* Given problem *
Please copy the items below, substituting "marker" for every "keypoint" and leaving everything else unchanged.

## begin Entries provided

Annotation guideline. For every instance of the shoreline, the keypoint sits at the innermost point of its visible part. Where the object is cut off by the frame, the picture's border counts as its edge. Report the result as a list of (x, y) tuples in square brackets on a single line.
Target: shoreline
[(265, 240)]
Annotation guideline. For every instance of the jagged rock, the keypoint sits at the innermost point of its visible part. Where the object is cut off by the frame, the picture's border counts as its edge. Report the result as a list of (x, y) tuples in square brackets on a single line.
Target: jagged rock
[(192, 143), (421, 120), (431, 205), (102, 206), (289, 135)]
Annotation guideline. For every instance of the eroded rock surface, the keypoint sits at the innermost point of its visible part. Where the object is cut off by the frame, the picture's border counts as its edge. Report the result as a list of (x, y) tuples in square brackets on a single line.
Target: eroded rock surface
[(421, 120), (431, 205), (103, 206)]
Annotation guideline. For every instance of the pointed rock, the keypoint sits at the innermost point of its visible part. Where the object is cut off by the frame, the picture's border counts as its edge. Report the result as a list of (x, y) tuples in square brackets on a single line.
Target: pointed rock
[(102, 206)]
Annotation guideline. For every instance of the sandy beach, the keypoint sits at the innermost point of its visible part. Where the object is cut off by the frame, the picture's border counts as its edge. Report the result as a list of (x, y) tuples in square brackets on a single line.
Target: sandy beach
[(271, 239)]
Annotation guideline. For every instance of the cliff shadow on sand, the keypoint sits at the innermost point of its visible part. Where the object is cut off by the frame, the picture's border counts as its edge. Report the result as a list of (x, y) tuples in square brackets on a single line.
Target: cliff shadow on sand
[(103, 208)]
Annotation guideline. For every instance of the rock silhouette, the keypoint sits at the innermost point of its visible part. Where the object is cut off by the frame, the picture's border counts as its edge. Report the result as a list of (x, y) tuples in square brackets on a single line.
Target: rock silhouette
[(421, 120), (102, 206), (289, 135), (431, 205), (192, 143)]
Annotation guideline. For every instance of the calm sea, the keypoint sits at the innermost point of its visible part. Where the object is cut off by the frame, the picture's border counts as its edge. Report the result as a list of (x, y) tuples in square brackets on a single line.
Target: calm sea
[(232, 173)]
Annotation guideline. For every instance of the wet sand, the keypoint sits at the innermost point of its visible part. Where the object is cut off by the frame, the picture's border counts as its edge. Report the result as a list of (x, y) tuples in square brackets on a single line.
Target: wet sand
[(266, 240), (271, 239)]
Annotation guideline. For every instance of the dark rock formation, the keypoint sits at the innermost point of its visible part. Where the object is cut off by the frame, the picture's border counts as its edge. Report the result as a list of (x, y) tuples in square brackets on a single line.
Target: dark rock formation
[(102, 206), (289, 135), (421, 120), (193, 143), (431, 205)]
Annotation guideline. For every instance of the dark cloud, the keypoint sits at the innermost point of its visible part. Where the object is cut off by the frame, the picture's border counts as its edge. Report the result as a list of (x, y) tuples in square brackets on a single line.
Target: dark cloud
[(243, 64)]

## end Entries provided

* Reply *
Annotation guideline. For every instance of the shoreline, the marker sits at the innermost point of its visible part. Where the object is cut off by the frame, the picture's border counts as its edge. Report the result as a list of (x, y) tuples in square brackets on a single line.
Target: shoreline
[(265, 240)]
Annotation guideline. For every instance of the jagged rock, the marker sits at the innermost point of its visible part. Where the object is cut off by the frame, the picture's border counts as its edge. Report the result as a list of (x, y) tuples in square brackets on a single line.
Target: jagged rock
[(192, 143), (421, 120), (431, 205), (102, 206), (289, 135)]
Annotation guideline. For every instance of the eroded rock surface, the marker sits at the innermost point of its visible part. Where the object is cut off by the frame, the picture's border counts as its edge. Report the result as a list of (x, y) tuples in square brackets on a single line.
Target: eroded rock surface
[(421, 120), (431, 205), (103, 206)]
Annotation guideline. For every instance of the pointed rock, the marker sits at the innermost point of its visible part. Where the object is cut off by the frame, the picture's border counts as its edge. Report the result as a list of (x, y) tuples in square brackets on a single line.
Target: pointed rock
[(102, 206)]
Annotation guideline. For every instance of the sandy beach, the marker sits at the innermost point of its visible part. Where the object is cut off by the frame, the picture's border counts as its edge. Report the result as a list of (x, y) tuples in square brackets on a single line.
Target: sandy beach
[(271, 239)]
Annotation guideline. For every instance of the cliff shadow on sand, the marker sits at the innermost point of its visible part. Where the object is cut off by the frame, the picture's border counts as its edge. Report the result as a list of (x, y) tuples in square brackets on a single line.
Target: cliff shadow on sand
[(103, 208)]
Annotation guideline. For every instance of the rock silhouette, the marker sits at the innermost point of its visible part. Where the object is cut off by the frame, the picture's border counts as its edge. Report the result as a list of (x, y) tuples in square brackets on a single line.
Target: rock silhouette
[(421, 120), (102, 206), (289, 135), (431, 205), (192, 143)]
Annotation guideline. For every instance of the calm sea, the marker sits at the innermost point of its visible part. Where the object is cut off by the frame, the picture's border counts as its edge. Report the result as a list of (x, y) tuples in square brackets on a single line.
Target: calm sea
[(232, 173)]
Annotation guideline. For every instance of the wet sand, the marker sits at the innermost point of its visible part. Where the object is cut off by the frame, the picture's border counts as its edge. Report the result as a list of (x, y) tuples in square brackets on a single line.
Target: wet sand
[(266, 240), (271, 239)]
Annotation guideline. For every instance of the dark rock formation, the marker sits at the innermost point of its visible part. Where the object is cut off by the frame, the picture's border counts as its edge. Report the result as a list of (x, y) tuples in square brackets on a single line.
Target: dark rock formation
[(102, 206), (289, 135), (421, 120), (193, 143), (431, 205)]
Annotation guideline. For every instance of the dark cloud, the marker sits at the innermost point of its visible part. Where the object is cut off by the frame, the picture's border counts as its edge. Report the result as a list of (x, y) tuples in square brackets on a single line.
Target: dark cloud
[(243, 64)]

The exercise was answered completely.